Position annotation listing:
** begin **

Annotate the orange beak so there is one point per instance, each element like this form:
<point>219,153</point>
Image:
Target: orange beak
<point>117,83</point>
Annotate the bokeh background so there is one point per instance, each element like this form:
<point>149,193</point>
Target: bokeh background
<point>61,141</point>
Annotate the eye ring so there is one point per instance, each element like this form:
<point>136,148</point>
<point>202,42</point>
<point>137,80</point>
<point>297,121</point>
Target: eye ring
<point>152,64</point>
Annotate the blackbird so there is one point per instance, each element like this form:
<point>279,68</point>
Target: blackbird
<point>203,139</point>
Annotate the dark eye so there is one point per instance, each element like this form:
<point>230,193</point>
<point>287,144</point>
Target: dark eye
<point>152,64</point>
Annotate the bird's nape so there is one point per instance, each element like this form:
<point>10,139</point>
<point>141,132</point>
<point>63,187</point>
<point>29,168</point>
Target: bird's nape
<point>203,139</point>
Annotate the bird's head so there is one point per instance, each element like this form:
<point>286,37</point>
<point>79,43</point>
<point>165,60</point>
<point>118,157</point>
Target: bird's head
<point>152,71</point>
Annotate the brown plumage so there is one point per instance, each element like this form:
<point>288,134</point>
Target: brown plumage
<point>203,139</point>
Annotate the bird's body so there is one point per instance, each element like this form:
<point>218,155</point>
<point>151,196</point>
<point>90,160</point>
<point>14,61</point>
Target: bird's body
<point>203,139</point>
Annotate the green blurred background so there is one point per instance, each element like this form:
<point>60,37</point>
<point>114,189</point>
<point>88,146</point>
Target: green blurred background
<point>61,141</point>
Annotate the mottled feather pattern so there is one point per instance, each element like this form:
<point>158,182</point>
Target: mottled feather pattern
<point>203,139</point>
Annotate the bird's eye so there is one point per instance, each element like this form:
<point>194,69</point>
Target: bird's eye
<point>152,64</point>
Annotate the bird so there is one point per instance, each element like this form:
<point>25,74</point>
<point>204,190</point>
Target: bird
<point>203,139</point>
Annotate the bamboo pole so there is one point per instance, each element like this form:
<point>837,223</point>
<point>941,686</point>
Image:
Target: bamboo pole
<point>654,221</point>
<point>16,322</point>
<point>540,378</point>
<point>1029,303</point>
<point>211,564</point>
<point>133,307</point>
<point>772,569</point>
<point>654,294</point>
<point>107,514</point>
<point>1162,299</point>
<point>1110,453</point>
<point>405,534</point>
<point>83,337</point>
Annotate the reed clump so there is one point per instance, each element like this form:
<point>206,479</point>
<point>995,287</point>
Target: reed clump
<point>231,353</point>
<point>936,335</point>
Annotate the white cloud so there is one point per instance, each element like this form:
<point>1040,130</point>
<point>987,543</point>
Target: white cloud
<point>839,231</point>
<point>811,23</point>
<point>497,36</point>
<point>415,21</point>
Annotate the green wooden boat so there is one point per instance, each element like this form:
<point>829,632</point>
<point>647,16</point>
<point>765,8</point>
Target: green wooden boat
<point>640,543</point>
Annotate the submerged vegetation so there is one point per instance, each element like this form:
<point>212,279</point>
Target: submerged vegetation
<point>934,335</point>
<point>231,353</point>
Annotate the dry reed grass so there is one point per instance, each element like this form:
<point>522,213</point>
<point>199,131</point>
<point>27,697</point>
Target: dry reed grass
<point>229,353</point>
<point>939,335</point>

** end **

Rewrite the whole listing, swapping every "Target" for "Object" and leaving everything else unchanged.

Answer:
Annotate the orange beak so there is one point per instance, each element like this form:
<point>219,153</point>
Image:
Object: orange beak
<point>117,83</point>
Annotate the bokeh background so there is one point per instance, each element like this form:
<point>149,193</point>
Object: bokeh background
<point>61,141</point>
Annotate the eye ring so there is one point per instance, each element like this form:
<point>136,148</point>
<point>202,42</point>
<point>137,80</point>
<point>297,121</point>
Object: eye ring
<point>152,64</point>
Annotate the blackbird so there is one point per instance, each element like this form:
<point>279,68</point>
Object: blackbird
<point>203,139</point>
Annotate the dark eye so there is one point per instance, each element like this form:
<point>230,193</point>
<point>287,144</point>
Object: dark eye
<point>152,64</point>
Annotate the bird's nape so there is one point per instance, each element like this form:
<point>10,139</point>
<point>141,132</point>
<point>63,187</point>
<point>29,168</point>
Object: bird's nape
<point>203,139</point>
Annotate the bird's head so there is one point per instance, each element like this form:
<point>286,37</point>
<point>79,43</point>
<point>165,60</point>
<point>118,157</point>
Object: bird's head
<point>152,71</point>
Annotate the brown plumage so there is one point per instance, each element like this form:
<point>288,134</point>
Object: brown plumage
<point>203,139</point>
Annotate the bird's body so there is one point per instance, each element like this form:
<point>218,155</point>
<point>151,196</point>
<point>90,160</point>
<point>14,61</point>
Object: bird's body
<point>203,139</point>
Annotate the green blurred background so there is one point per instance, each element like this form:
<point>60,37</point>
<point>114,189</point>
<point>88,146</point>
Object: green blurred background
<point>61,141</point>
Annotate the mottled feather pattern so there is one point per instance, each element like this form:
<point>158,182</point>
Object: mottled feather pattern
<point>203,139</point>
Annotate the bird's eye so there is one point per instance, each element like this form:
<point>194,69</point>
Object: bird's eye
<point>152,64</point>
Annotate the bird so there is one point per instance, each element like this form:
<point>25,74</point>
<point>204,190</point>
Object: bird
<point>203,139</point>
Annotate the bamboo pole so there is one point per instance, each element like this form:
<point>837,223</point>
<point>941,686</point>
Image:
Object: bamboo pole
<point>654,221</point>
<point>16,322</point>
<point>540,378</point>
<point>1029,303</point>
<point>211,564</point>
<point>133,307</point>
<point>772,569</point>
<point>654,294</point>
<point>107,514</point>
<point>1162,299</point>
<point>1110,453</point>
<point>405,534</point>
<point>83,337</point>
Annotate the reed clump so there is one point per instance, each element like this form:
<point>206,479</point>
<point>995,287</point>
Object: reed clump
<point>231,353</point>
<point>936,335</point>
Annotate the white cloud so there is one point per instance, each element like this form:
<point>1040,130</point>
<point>987,543</point>
Object: white cloud
<point>839,231</point>
<point>811,23</point>
<point>497,36</point>
<point>415,21</point>
Annotate the green wooden boat so there is one point per instance, each element like this form:
<point>829,632</point>
<point>647,16</point>
<point>765,8</point>
Object: green wooden boat
<point>640,543</point>
Annotate the submerged vegetation so there is one point per instance, each element like this form:
<point>212,279</point>
Object: submerged vegetation
<point>934,335</point>
<point>231,353</point>
Annotate the dry reed grass so there is one point per instance, each element like this form:
<point>522,213</point>
<point>199,131</point>
<point>27,697</point>
Object: dry reed grass
<point>229,353</point>
<point>939,335</point>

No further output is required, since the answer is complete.